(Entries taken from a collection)
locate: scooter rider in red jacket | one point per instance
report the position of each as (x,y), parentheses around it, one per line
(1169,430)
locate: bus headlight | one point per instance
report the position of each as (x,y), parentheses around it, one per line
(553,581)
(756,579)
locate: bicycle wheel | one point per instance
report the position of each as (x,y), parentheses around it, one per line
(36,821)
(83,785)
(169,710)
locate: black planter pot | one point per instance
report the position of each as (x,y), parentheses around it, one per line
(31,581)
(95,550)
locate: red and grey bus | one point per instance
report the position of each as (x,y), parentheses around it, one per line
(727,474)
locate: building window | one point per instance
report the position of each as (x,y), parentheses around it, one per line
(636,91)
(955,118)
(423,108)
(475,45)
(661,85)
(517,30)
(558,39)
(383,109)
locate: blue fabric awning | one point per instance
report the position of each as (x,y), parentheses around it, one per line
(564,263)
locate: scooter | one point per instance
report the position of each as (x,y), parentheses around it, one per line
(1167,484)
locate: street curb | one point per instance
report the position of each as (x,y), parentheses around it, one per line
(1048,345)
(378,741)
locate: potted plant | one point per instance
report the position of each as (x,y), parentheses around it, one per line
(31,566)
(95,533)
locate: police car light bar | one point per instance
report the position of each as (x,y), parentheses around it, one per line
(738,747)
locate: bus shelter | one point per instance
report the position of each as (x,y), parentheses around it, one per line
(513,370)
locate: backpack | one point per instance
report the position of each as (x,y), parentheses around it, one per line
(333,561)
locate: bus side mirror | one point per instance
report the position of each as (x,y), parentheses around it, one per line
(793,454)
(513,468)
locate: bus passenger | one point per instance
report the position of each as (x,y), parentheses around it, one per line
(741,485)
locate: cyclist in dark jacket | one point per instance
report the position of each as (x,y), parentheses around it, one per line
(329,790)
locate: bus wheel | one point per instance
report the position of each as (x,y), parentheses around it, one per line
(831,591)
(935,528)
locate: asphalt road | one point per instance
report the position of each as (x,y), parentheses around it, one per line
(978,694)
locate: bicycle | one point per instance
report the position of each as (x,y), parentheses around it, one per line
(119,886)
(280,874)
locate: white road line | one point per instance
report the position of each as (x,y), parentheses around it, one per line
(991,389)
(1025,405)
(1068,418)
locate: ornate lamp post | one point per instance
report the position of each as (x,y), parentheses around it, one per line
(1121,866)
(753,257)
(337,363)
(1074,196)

▶ **ASSIGNED TASK**
Say the number of lines in the entries that have the string "road", and only that.

▶ **OUTPUT FOR THIS TASK**
2